§ **Questions**:
A – Write out the stretch of the post about a visit to the doctor from "A trip to the" through "for the doctor’s.", word for word.
B – Extend the post about a visit to the doctor, picking up after its final sentence.

Thursday, February 5, 2009

A Visit To The Doctor

A trip to the doctor’s is never high on my list of fun things to do. Especially during cold and flu season. So when my daughter was feeling poorly, and I realized she needed to go, I packed my bottle of Purell, took plenty of Vitamin C, put on our bio-hazard suits, and headed for the doctor’s.
We entered a full waiting room of variously diseased people. I searched about for the healthiest person to seat her near while I went to sign in. A rather healthy looking woman was sitting next to an empty seat, so, after apologizing to her, since after sitting next to my daughter, she would not be healthy much longer, I left my daughter drooping in the chair while I signed the list. I then returned and waited for her to be called.

Having neglected to bring a book or a magazine, we searched for something interesting to pass the time. The television in the corner was not playing something interesting like The Terminator or Die Hard, but playing Sponge Bob with no volume. The doctor must like shows for kids. I passed some time rubbing Purell on different parts of my body and parts of the furniture that I was touching, before growing restless. In an effort to keep both myself and my daughter occupied, I grabbed some pamphlets that were on a nearby table and we began to read.
What interesting reading! All the pamphlets spelled out in very simple terms a variety of diseases that a large percentage of the human population happened to be experiencing at that very moment.

One pamphlet pointed out all the symptoms of whooping cough. My daughter went down the list and discovered that the very serious cough I had a while back probably had been due to the serious and deadly bordetella pertussis virus. She went through symptom after symptom of how I had coughed all over people at work, at school, in line at the bank, and how I should have been hospitalized. I knew now that if that woman at church that had grumbled so nastily at me and bolted away when I coughed all over her purse had known I was so close to entering the light, she would probably have felt very bad and not snatched her purse away and scolded me by claiming I should have stayed home. What luck I survived. Must have been because I was coughing in church.

The next showed gruesome pictures of an oozing ear, captioned by the dangers of a lengthy bout of otitis media. My daughter rubbed her ear and said she had been having a sore ear for some time and thought this must be why she never hears when I tell her to pick up her socks. The poor thing. It made me regret getting so mad all the time. Dirty socks were nothing, I should have been caring for my sick daughter.

§ **Supplied information**:
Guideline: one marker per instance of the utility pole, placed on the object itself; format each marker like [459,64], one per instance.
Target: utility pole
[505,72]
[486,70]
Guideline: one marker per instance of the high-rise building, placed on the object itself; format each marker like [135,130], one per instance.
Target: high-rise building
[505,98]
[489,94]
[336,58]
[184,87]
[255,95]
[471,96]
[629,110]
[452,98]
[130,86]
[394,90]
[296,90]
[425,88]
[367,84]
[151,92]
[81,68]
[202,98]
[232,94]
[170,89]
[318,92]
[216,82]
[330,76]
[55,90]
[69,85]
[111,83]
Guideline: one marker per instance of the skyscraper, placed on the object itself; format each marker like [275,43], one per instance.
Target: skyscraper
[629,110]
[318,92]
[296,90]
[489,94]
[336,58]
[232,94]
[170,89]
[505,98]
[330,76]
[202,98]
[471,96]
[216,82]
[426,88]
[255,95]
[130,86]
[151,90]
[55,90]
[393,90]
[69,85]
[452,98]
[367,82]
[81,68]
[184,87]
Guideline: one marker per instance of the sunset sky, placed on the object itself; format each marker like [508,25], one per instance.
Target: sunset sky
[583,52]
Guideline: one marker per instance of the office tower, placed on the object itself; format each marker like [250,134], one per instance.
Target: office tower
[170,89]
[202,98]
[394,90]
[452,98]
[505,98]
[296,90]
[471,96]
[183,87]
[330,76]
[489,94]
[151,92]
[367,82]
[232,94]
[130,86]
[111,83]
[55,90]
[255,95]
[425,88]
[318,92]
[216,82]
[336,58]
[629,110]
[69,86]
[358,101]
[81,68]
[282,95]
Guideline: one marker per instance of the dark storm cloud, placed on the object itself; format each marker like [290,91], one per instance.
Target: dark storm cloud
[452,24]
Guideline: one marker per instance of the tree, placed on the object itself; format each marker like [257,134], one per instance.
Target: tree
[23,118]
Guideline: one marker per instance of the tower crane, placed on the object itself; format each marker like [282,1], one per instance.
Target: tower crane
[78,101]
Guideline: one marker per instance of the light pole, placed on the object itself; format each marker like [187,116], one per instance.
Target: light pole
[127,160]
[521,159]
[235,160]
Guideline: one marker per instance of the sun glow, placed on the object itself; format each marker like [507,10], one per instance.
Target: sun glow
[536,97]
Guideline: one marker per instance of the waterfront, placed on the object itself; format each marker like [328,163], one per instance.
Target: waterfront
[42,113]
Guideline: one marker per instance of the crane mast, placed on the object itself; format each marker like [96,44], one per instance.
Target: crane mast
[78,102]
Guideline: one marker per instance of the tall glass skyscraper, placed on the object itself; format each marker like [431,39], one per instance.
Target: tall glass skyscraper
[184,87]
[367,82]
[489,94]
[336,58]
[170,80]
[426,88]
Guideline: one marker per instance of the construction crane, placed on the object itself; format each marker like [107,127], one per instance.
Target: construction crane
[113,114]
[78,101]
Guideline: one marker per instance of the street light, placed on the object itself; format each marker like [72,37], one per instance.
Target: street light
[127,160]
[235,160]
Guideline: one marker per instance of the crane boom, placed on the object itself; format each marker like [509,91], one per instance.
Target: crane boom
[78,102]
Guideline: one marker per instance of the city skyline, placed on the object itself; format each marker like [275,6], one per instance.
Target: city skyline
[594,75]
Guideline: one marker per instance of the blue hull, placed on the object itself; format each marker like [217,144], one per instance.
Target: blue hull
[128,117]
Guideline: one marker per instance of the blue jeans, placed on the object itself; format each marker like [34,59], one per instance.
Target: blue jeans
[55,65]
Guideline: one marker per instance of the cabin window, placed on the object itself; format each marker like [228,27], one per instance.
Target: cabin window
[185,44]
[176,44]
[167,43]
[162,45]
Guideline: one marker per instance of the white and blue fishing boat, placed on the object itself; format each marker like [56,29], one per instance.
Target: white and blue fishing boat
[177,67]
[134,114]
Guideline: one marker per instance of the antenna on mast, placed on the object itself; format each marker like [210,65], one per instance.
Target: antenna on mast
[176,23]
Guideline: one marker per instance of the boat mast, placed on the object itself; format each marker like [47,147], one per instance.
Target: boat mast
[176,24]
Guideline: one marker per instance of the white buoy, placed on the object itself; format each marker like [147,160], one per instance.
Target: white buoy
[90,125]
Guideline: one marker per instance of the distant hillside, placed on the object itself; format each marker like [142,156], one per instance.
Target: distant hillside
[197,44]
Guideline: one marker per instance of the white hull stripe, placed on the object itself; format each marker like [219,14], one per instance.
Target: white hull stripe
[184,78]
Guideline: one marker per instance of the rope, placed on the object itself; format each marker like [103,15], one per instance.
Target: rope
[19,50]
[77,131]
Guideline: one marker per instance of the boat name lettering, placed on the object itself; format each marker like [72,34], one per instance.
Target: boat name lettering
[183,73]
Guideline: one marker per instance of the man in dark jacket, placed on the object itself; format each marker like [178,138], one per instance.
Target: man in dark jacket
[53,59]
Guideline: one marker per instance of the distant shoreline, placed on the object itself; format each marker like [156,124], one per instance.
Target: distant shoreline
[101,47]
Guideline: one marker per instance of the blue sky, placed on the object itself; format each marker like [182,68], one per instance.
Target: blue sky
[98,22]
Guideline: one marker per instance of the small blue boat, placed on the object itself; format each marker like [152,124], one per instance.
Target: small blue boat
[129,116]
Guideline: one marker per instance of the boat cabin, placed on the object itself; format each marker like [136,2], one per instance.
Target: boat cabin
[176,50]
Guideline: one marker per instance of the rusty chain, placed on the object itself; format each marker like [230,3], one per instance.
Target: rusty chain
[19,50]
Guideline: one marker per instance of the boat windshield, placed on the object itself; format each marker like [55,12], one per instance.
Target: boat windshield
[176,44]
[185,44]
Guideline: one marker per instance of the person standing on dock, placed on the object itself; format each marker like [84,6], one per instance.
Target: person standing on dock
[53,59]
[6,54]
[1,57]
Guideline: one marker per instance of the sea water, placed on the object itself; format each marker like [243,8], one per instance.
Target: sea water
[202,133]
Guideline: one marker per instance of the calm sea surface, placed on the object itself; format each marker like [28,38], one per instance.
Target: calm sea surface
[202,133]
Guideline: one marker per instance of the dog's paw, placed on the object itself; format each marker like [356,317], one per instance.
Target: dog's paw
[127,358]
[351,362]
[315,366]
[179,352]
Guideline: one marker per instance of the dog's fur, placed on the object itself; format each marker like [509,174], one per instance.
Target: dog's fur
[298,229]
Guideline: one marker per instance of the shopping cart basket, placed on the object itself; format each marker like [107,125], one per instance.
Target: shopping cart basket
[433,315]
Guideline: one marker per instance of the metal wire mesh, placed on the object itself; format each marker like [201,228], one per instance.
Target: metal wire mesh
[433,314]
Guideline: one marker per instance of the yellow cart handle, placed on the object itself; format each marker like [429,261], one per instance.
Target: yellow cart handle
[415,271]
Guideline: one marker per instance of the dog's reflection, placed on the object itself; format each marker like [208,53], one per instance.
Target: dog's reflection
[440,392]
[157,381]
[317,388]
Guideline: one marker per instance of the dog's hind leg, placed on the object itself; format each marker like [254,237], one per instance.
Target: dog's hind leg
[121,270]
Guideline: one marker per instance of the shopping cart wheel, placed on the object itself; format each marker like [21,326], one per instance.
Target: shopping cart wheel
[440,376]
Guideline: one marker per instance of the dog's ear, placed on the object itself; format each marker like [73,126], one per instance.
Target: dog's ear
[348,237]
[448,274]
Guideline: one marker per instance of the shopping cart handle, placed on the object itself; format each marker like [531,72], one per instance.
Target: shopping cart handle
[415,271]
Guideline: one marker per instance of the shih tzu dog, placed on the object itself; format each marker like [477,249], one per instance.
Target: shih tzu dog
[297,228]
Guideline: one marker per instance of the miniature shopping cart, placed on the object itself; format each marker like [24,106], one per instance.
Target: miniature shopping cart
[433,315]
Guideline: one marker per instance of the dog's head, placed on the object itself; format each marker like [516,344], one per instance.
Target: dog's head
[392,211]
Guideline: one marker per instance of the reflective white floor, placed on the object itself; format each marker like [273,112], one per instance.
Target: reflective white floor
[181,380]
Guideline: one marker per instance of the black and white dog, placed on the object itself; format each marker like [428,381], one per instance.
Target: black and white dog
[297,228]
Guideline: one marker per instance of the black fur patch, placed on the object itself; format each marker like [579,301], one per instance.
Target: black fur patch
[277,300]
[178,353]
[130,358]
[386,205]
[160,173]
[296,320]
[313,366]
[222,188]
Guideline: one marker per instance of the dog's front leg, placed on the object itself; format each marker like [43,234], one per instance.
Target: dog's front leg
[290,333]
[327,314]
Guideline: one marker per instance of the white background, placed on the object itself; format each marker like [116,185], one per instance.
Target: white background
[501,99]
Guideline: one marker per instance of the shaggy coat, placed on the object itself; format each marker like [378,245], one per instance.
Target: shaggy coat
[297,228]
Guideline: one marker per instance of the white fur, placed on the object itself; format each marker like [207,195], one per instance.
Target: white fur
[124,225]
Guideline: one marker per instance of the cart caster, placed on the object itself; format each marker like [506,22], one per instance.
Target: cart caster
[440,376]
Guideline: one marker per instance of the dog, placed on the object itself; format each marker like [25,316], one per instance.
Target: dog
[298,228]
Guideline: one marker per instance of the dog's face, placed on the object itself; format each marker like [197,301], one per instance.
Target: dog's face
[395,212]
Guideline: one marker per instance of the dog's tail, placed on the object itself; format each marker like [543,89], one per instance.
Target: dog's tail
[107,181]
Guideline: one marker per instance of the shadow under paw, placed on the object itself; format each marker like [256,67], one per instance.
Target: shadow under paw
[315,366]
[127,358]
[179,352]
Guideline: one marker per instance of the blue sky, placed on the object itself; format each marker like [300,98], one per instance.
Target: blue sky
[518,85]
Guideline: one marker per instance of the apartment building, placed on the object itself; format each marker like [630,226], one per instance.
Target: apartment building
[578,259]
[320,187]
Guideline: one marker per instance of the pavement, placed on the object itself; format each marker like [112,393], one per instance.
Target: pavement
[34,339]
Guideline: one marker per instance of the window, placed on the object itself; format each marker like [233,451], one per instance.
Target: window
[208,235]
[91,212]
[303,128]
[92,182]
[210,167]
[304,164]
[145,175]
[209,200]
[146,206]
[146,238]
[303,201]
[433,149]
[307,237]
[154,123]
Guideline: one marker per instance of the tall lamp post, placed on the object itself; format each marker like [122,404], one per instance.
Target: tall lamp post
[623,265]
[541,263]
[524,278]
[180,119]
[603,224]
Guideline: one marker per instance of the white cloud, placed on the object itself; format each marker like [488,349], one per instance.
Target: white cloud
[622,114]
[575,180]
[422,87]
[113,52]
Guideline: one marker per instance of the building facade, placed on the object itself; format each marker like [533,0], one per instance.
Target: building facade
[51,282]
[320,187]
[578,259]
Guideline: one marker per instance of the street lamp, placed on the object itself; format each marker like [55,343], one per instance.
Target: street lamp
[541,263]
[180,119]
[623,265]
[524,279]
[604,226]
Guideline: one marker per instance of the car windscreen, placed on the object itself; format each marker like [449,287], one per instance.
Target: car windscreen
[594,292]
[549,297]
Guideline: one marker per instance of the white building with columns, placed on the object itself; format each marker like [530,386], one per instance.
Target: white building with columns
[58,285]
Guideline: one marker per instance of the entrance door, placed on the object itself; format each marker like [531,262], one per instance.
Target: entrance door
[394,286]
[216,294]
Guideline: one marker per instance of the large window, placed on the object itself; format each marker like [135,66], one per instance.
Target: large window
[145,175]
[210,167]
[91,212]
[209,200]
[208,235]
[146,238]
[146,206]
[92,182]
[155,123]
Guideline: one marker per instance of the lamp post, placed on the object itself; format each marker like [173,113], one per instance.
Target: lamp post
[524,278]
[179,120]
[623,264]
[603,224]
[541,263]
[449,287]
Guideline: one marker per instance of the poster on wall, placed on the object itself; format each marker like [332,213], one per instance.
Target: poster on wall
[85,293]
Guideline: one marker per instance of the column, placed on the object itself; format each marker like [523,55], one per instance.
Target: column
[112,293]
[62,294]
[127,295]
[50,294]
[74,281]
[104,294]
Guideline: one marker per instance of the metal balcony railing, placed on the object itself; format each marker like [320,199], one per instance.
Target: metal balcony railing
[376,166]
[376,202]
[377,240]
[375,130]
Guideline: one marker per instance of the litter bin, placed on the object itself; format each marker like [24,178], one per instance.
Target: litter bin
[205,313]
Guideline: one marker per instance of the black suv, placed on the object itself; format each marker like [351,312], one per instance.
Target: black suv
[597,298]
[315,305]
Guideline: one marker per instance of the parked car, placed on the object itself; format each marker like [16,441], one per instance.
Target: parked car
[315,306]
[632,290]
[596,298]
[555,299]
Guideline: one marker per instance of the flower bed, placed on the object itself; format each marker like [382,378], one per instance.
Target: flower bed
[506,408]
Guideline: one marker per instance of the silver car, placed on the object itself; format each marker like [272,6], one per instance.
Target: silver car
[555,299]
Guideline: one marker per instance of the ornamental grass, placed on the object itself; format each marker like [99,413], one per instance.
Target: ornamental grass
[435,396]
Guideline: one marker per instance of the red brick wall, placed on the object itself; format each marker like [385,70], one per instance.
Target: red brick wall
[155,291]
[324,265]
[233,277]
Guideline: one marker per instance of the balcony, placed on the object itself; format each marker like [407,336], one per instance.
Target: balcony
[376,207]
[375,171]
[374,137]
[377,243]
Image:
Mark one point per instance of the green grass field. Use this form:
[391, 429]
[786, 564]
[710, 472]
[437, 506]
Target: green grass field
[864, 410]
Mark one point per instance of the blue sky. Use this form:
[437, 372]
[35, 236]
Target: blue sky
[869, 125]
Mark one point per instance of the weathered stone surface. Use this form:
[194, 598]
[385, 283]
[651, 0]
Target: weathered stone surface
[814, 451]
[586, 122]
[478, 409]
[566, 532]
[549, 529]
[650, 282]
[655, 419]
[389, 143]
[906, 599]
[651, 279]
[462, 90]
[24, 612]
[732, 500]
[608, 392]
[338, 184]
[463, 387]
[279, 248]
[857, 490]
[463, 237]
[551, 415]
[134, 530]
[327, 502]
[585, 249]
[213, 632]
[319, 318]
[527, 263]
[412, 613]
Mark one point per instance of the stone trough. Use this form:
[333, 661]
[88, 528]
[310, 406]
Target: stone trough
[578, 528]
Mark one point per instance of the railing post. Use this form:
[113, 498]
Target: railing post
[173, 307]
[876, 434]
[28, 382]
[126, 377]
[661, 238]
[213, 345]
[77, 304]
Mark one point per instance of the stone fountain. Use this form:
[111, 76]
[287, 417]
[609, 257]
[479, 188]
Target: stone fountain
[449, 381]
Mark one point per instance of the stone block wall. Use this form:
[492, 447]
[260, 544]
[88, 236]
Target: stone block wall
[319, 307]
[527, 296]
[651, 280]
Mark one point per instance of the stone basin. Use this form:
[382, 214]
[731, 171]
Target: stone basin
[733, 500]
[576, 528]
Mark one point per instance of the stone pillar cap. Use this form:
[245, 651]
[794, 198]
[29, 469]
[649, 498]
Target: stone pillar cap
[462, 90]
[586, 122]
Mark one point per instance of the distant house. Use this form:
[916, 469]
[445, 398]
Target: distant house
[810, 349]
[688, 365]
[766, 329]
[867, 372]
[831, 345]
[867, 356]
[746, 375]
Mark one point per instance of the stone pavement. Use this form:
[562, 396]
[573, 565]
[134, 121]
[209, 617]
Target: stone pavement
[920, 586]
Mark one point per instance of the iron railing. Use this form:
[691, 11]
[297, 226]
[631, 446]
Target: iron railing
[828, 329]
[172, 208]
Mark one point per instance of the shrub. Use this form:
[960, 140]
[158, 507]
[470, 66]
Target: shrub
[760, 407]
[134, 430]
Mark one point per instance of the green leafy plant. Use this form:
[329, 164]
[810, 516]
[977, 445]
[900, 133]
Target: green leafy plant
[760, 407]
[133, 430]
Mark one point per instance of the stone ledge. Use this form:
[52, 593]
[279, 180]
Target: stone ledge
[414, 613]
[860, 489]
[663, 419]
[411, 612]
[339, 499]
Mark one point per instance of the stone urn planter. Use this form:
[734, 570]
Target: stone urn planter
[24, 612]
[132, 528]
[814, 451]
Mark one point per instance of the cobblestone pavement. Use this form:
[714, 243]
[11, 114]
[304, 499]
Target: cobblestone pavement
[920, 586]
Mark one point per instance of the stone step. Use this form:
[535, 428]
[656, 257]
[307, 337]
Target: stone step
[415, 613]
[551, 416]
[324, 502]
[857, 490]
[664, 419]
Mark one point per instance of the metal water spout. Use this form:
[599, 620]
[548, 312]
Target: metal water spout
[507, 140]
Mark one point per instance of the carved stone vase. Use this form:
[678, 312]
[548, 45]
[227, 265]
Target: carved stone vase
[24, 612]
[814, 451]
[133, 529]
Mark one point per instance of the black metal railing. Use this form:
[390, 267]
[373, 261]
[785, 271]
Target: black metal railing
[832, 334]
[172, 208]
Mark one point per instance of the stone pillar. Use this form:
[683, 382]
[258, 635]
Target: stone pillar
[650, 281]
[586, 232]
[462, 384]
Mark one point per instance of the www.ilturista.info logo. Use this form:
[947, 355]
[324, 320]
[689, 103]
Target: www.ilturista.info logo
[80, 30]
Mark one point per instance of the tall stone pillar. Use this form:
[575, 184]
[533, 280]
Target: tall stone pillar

§ **Exercise results**:
A –
A trip to the doctor’s is never high on my list of fun things to do. Especially during cold and flu season. So when my daughter was feeling poorly, and I realized she needed to go, I packed my bottle of Purell, took plenty of Vitamin C, put on our bio-hazard suits, and headed for the doctor’s.

B –
And then we read about deformational plagiocephaly. How horrible! And I had it. A malformed head. My head had never been round and my grandmother would massage it saying all good grandmothers could mold a baby’s head into a beautiful sphere. She was not successful. I still stand on my head tilting to the side. Thank goodness modern science now had a special helmet.
When the doctor finally called us in, we were both in a state. We told him of all our diseases and I asked him if it was too late for me to have a helmet. I thought one that said Harley Davidson on it would look very nice.

He kindly told me that my head was fine and beyond molding. And he questioned when was the last time I had stood on my head. It had been years, but one never knows when one might need to escape a crisis by standing on one’s head. And mine, I now knew, was malformed.

Thank goodness for doctors. He told me that I really had just had a bad cough and should probably carry a napkin next time I went to church. He also said the deadly, oozing ear was not actually deadly or oozing. Her hearing loss was probably more selective. He also examined her and decided she had a virus that would be gone in a few days. She was not even close to the light.

Sighing with relief, I wiped the worried sweat off my malformed brow and asked if we would both be fine. He said yes, we would. And no matter how worried I was about finding myself upside down, I still could not have the helmet.